IPKenya recently attended a seminar on Intellectual Property and Sports in Kenya co-organised by the Kenya Industrial Office KIPI and the Kenya Copyright Office KECOBO held in Nairobi. During the two-day seminar, several distinguished speakers from academia, legal practice and sports engaged us in a variety of interesting topics including: marketing, merchandising and licensing agreements and building successful sponsorship programmes, media and broadcasting rights, signal piracy, digital content and social media, sports contracts and key clauses to look out for, administration and enforcement of IP rights in sports and finally building an effective IP rights strategy in sports.

There was a lot of robust debate and discussions on these issues but there was one particular topic that IPKenya feels deserves special mention and examination. This is the intersection between intellectual property and image rights in sports.

Consider the recent case of Kenyan footballer Dennis Oliech who claimed his image rights had been violated and quit the national team, Harambee Stars.

The above photograph of Dennis Oliech, McDonald Mariga and Bob Mugalia celebrating after Stars scored their winning goal against Angola in a 2012 Africa Cup of Nations qualifier at Nyayo National Stadium.
This photo was altered slightly then used by East Africa Breweries Ltd (EABL), the current sponsor of Harambee Stars, in advertisements throughout Kenya including several road-side billboards.

AJ Auxerre striker Dennis Oliech, Parma midfielder Macdonald Mariga and locally based Sofapaka FC player Bob Mugalia demanded to be paid by EABL for using their images to run promotions for the team.
EABL declined and relied on the KES 110 million sponsorship deal with the Harambee Stars Management Board. Clause 9 of the agreement stated that the sponsor shall have the right “to use the images of members of the Harambee Stars team for promotional and advertising activities”

═══

Exercises to complete ▸
1 > Reproduce the portion of the image rights passage that begins at the words "Consider the recent" and stops after "Nyayo National Stadium.".
2 > Continue the image rights passage past its final sentence.
The data after this point comes from an unrelated source.

═══

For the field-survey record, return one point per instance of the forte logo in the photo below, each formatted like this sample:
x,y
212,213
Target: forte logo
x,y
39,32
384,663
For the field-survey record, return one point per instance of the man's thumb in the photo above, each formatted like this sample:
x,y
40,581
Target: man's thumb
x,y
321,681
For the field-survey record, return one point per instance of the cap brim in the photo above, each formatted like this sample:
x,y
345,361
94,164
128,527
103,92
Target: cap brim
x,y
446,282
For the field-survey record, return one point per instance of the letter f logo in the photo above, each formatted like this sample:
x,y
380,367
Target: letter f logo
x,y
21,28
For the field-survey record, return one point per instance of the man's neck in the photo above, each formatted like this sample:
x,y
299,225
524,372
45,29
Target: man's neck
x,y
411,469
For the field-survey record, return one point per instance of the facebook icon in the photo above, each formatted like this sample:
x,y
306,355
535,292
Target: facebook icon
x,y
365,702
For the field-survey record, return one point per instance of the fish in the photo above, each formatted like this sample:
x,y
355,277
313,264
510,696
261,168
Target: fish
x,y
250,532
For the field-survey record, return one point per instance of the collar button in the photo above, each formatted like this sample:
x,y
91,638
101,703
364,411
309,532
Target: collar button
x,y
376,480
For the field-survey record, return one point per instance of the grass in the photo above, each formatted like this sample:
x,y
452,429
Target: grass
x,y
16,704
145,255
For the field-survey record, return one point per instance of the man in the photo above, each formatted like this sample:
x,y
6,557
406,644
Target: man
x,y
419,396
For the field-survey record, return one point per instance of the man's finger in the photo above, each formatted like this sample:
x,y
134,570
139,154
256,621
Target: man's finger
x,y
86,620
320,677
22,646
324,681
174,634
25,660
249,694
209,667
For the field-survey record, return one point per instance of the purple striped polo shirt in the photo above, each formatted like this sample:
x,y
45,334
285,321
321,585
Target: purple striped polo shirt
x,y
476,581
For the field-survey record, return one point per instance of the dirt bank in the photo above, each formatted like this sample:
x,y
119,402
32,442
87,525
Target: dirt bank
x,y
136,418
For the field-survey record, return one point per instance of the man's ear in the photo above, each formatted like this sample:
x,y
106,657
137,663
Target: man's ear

═══

Exercise responses ▸
1 >
Consider the recent case of Kenyan footballer Dennis Oliech who claimed his image rights had been violated and quit the national team, Harambee Stars.

The above photograph of Dennis Oliech, McDonald Mariga and Bob Mugalia celebrating after Stars scored their winning goal against Angola in a 2012 Africa Cup of Nations qualifier at Nyayo National Stadium.

2 >
It was not in dispute that EABL had a group agreement with the entire Harambee Stars Team in respect of image rights, but can this agreement be relied on where certain players are singled out their images used in advertisements? In the present case, is EABL right to argue that the three players pictured represent the entire team so as to preclude EABL from entering into separate agreements for image rights with each of the three players? The players argued that EABL should have been required to seek their consent individually before using their image. In the absence of such consent being sought, EABL is in breach of their image rights and must pay them compensation.

The issue that arose during this discussion was that there is no single source of law that recognises image rights. The closest recognition is in the Copyright Act which defines artistic works to include photographs and recognises a photographer or a third party (in the case of a commissioned work) as the copyright owner.

IPKenya was however persuaded that the easiest way to provide for statutory recognition of image rights was to amend the Copyright Act. In this regard, the Argentinian Act is worth consideration.

Argentina’s Law No. 11.723 of September 28, 1933
states as follows:

“Article 31.
The photographic portrait of a person may not be commercialized without the express consent of the person portrayed and, where that person is deceased, of his spouse and sons or direct descendants thereof or, failing that, the father or mother. In the absence of the spouse, sons, father or mother, or the direct descendants of the sons, publication shall be free.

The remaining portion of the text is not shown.